Start of Study text

Superheat is the difference between two temperatures:
- the saturation temperature of the refrigerant (the temperature at which the refrigerant changes from a liquid state to vapor. This is the same as its boiling point. For water at sea level, the saturation temperature is 212F. The saturation temperature of a liquid increases as pressure increases.
- the actual temperature of the refrigerant (the temperature of refrigerant vapor by the time it reaches the evaporator outlet).
The TXV controls superheat by controlling the flow of liquid refrigerant. As it does this, it also reduces refrigerant pressure.
Liquid refrigerant enters the TXV under high pressure. As the flow of liquid refrigerant is reduced, its pressure drops. The refrigerant leaving the TXV is now a combination of low-pressure liquid and vapor.
As the flow is restricted, several things happen:
- The pressure on the liquid refrigerant drops;
- A small amount of the liquid refrigerant is converted to gas, in response to the drop in pressure;
- This "flash gas" represents a high degree of energy transfer, as the sensible heat of the refrigerant is converted to latent heat;
- The low-pressure liquid and vapor combination moves into the evaporator, where the rest of the liquid refrigerant "boils off" into its gaseous state as it absorbs heat from its surroundings.
Changes in gas temperature at the evaporator outlet are detected by the sensing bulb, which then causes the valve pin to move in or out, regulating the flow of refrigerant through the TXV. In this way, the valve allows just enough refrigerant into the evaporator, to maintain the correct level of superheat in the suction line.
The TXV controls superheat by varying the size of the orifice through which the refrigerant flows. The pin angle, the size of the stroke (typically 0.015- to 0.035-in.) and the diameter of the orifice itself all affect how much refrigerant can pass through the valve. In addition, all valves have some leakage around the valve pin, although this is normally kept within acceptable limits.
It's important to remember that valve capacity is a function of the orifice diameter, pin angle, and stroke. Adjusting the superheat spring doesn't change valve capacity.
— Al Maier, vice president, applications engineering, Emerson Climate Technologies.

End of Study text
Start of Provided information

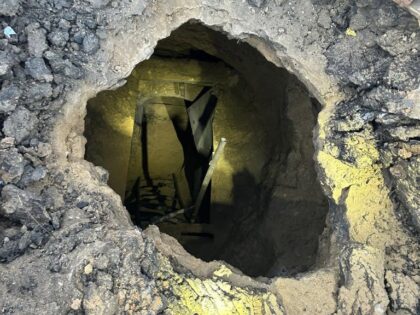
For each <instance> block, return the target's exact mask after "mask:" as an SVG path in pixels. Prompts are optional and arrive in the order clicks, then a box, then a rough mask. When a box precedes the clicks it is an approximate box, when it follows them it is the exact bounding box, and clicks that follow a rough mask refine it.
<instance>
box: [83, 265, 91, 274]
mask: <svg viewBox="0 0 420 315" xmlns="http://www.w3.org/2000/svg"><path fill="white" fill-rule="evenodd" d="M92 271H93V266H92V264H91V263H89V264H87V265H86V266H85V268H84V269H83V273H84V274H85V275H90V274H91V273H92Z"/></svg>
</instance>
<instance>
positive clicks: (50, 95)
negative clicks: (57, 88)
mask: <svg viewBox="0 0 420 315" xmlns="http://www.w3.org/2000/svg"><path fill="white" fill-rule="evenodd" d="M51 95H52V87H51V84H50V83H39V84H35V85H33V86H31V87H30V88H29V90H28V94H27V99H28V101H30V102H37V101H40V100H44V99H47V98H49V97H50V96H51Z"/></svg>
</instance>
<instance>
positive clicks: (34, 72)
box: [25, 57, 53, 82]
mask: <svg viewBox="0 0 420 315" xmlns="http://www.w3.org/2000/svg"><path fill="white" fill-rule="evenodd" d="M25 70H26V71H27V73H28V74H29V75H30V76H31V77H33V78H34V79H35V80H38V81H46V82H50V81H52V79H53V76H52V75H51V71H50V69H48V67H47V65H46V64H45V61H44V59H43V58H40V57H34V58H31V59H28V60H27V61H26V62H25Z"/></svg>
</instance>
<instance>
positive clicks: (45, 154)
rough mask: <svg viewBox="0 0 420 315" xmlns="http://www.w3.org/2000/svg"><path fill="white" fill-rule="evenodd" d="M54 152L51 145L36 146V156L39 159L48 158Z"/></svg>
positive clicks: (43, 143)
mask: <svg viewBox="0 0 420 315" xmlns="http://www.w3.org/2000/svg"><path fill="white" fill-rule="evenodd" d="M51 152H52V149H51V145H50V144H49V143H44V142H39V143H38V144H37V146H36V154H37V156H38V157H41V158H43V157H46V156H48V155H50V154H51Z"/></svg>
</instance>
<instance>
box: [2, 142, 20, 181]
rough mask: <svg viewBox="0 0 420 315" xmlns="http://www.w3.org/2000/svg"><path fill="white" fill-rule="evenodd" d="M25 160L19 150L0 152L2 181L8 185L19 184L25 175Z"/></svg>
mask: <svg viewBox="0 0 420 315" xmlns="http://www.w3.org/2000/svg"><path fill="white" fill-rule="evenodd" d="M24 167H25V160H24V158H23V156H22V154H20V153H19V152H18V151H17V149H15V148H13V149H11V150H0V179H1V181H3V182H4V183H6V184H9V183H17V182H18V181H19V179H20V177H21V176H22V174H23V170H24Z"/></svg>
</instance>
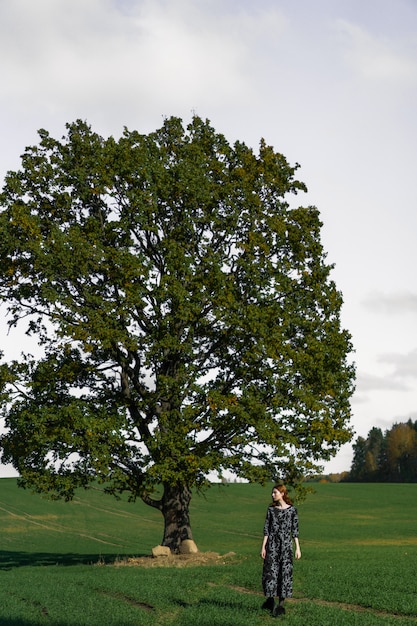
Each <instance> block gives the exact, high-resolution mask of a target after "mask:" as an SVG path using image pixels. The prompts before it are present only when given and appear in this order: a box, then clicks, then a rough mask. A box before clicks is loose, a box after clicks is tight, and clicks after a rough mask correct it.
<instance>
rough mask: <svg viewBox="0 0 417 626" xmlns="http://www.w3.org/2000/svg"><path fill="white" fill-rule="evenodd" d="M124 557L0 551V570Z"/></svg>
mask: <svg viewBox="0 0 417 626" xmlns="http://www.w3.org/2000/svg"><path fill="white" fill-rule="evenodd" d="M124 556H125V555H121V554H97V553H95V554H78V553H75V552H68V553H62V554H59V553H56V552H7V551H5V550H0V570H9V569H13V568H15V567H27V566H38V565H43V566H45V565H107V564H109V563H114V562H115V561H116V560H117V559H120V558H123V557H124ZM136 556H144V555H136ZM0 620H1V617H0ZM1 624H2V622H1V621H0V625H1Z"/></svg>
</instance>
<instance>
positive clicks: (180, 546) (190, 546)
mask: <svg viewBox="0 0 417 626" xmlns="http://www.w3.org/2000/svg"><path fill="white" fill-rule="evenodd" d="M197 552H198V548H197V546H196V544H195V542H194V541H193V540H192V539H184V541H182V542H181V545H180V554H197Z"/></svg>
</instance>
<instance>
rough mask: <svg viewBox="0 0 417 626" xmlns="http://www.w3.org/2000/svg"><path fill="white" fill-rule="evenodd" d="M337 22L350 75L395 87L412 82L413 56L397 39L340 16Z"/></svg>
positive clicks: (412, 80)
mask: <svg viewBox="0 0 417 626" xmlns="http://www.w3.org/2000/svg"><path fill="white" fill-rule="evenodd" d="M337 25H338V28H339V31H340V33H341V36H342V40H344V42H345V49H344V57H345V60H346V63H347V64H348V66H349V67H350V69H351V70H352V71H353V72H354V74H356V75H358V76H360V77H362V78H363V79H365V80H367V81H372V82H373V83H374V84H377V83H380V82H382V83H385V84H389V85H390V86H396V87H400V86H405V87H408V86H410V85H411V84H413V85H415V84H416V82H417V59H416V57H415V54H414V56H411V54H410V53H409V52H408V50H407V49H404V46H402V45H401V42H400V41H399V40H398V39H393V38H389V37H387V36H377V35H375V34H374V33H372V32H370V31H369V30H366V29H365V28H364V27H362V26H360V25H358V24H354V23H352V22H349V21H347V20H344V19H339V20H337ZM414 52H415V51H414Z"/></svg>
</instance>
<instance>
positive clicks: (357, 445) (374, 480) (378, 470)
mask: <svg viewBox="0 0 417 626" xmlns="http://www.w3.org/2000/svg"><path fill="white" fill-rule="evenodd" d="M353 451H354V454H353V460H352V466H351V469H350V472H347V473H346V474H345V475H344V476H343V478H342V480H343V481H347V482H398V483H415V482H417V421H415V422H413V421H412V420H411V419H410V420H408V422H406V423H400V424H394V425H393V427H392V428H391V429H390V430H386V431H385V433H383V432H382V430H381V429H380V428H371V430H370V431H369V433H368V436H367V438H366V439H364V438H363V437H358V438H357V439H356V442H355V443H354V444H353Z"/></svg>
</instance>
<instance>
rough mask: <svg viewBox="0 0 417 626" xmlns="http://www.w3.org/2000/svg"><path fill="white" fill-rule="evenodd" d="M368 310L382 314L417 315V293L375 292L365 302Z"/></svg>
mask: <svg viewBox="0 0 417 626" xmlns="http://www.w3.org/2000/svg"><path fill="white" fill-rule="evenodd" d="M363 304H364V305H365V307H366V308H368V309H370V310H371V311H374V312H376V313H380V314H386V315H392V314H404V313H412V314H415V313H417V293H416V292H413V291H400V292H391V293H382V292H373V293H372V294H370V295H368V296H367V297H366V298H364V300H363Z"/></svg>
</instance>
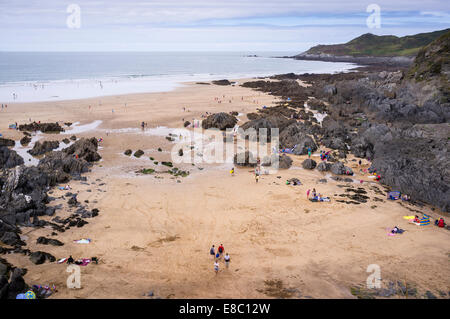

End of Provided information

What you will do: Swap "saturation temperature" for "boiling temperature" and give the superheat text again, starting at "Superheat is the" and ending at "as pressure increases.". None of this data matters here.

Result for this task:
Superheat is the difference between two temperatures:
- the boiling temperature of the refrigerant (the temperature at which the refrigerant changes from a liquid state to vapor. This is the same as its boiling point. For water at sea level, the boiling temperature is 212F. The boiling temperature of a liquid increases as pressure increases.